### Supplied material

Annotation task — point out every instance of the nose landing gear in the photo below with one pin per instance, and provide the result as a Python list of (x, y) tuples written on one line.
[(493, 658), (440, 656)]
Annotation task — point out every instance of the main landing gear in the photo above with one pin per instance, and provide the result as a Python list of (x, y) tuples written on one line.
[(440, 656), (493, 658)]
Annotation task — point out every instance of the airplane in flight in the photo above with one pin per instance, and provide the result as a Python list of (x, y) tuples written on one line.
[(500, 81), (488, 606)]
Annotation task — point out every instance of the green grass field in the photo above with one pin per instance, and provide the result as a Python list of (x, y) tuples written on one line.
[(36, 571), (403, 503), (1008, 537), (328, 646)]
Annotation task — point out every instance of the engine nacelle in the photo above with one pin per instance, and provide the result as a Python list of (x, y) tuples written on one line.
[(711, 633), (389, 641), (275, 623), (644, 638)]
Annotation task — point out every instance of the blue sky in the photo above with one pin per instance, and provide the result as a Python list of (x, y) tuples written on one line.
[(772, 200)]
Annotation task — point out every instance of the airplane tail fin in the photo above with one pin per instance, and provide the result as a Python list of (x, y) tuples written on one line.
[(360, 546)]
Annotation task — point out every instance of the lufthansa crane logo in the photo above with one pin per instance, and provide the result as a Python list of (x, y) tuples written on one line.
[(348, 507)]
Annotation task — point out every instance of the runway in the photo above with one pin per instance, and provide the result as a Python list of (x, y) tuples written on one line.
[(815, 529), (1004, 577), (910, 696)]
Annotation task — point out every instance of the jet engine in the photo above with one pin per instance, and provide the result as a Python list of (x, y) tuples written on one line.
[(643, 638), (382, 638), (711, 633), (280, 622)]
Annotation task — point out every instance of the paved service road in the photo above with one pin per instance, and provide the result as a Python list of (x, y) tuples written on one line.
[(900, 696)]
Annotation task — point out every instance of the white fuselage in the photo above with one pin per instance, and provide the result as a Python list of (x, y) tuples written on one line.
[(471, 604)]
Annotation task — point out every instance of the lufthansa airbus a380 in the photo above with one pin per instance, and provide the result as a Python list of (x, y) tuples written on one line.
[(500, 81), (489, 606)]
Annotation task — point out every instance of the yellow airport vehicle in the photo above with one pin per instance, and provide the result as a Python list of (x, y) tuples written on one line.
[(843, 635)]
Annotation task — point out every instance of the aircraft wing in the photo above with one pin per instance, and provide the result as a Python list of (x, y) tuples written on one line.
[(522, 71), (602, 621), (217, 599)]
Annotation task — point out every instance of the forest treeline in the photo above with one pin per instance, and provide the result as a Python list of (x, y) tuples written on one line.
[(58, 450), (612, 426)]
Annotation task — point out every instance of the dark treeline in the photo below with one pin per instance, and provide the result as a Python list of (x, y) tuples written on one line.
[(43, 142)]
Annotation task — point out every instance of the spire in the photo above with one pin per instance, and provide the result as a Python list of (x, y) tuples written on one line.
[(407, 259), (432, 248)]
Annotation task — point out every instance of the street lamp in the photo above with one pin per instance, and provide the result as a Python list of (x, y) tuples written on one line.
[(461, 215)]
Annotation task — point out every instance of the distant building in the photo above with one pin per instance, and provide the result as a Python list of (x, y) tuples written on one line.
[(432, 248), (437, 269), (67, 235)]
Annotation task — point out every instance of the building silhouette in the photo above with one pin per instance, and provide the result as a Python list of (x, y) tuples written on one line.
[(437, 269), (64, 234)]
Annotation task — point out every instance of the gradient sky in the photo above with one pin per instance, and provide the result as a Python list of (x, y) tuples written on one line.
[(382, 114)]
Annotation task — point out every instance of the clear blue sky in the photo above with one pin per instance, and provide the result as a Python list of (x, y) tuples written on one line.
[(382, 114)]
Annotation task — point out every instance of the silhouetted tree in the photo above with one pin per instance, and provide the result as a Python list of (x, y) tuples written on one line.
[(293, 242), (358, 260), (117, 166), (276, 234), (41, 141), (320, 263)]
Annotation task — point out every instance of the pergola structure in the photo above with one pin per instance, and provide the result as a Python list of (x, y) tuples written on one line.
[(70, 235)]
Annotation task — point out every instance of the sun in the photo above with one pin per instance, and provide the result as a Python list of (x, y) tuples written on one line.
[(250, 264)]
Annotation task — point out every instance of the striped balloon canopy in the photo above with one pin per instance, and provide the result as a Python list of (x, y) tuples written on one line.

######

**What the task requires**
Can you copy out, word for word, everything from the start of the records above down to and including the line containing "[(711, 633), (389, 641), (275, 623), (644, 638)]"?

**Solution**
Annotation task — point out every instance of the nose landing gear in the photo below with one pin per instance, and provide the result as a Python list of (x, y) tuples written on one line.
[(493, 658), (440, 656)]
Annotation task — point out every instance of the main landing gear in the photo above with one pin per instance, and provide the result as a Python list of (x, y) tuples written on one line.
[(440, 656), (493, 658)]
Annotation task — point out every instance of the airplane in flight in the photo above with one pin per instance, and provide the result as a Python list of (x, y) tuples written on one line.
[(500, 81), (488, 606)]
Annotation task — point out every instance of the green grass field in the photo above with one pin per instance, and provide the result as a Python list of (x, y) tuples written on one line.
[(36, 571), (403, 503), (1008, 537), (328, 646)]
Annotation task — point out every instance of the engine nacelle in the photo above with one pin per instance, and provide the result as a Python list of (x, y) tuples written on one line.
[(711, 633), (389, 641), (275, 623), (644, 638)]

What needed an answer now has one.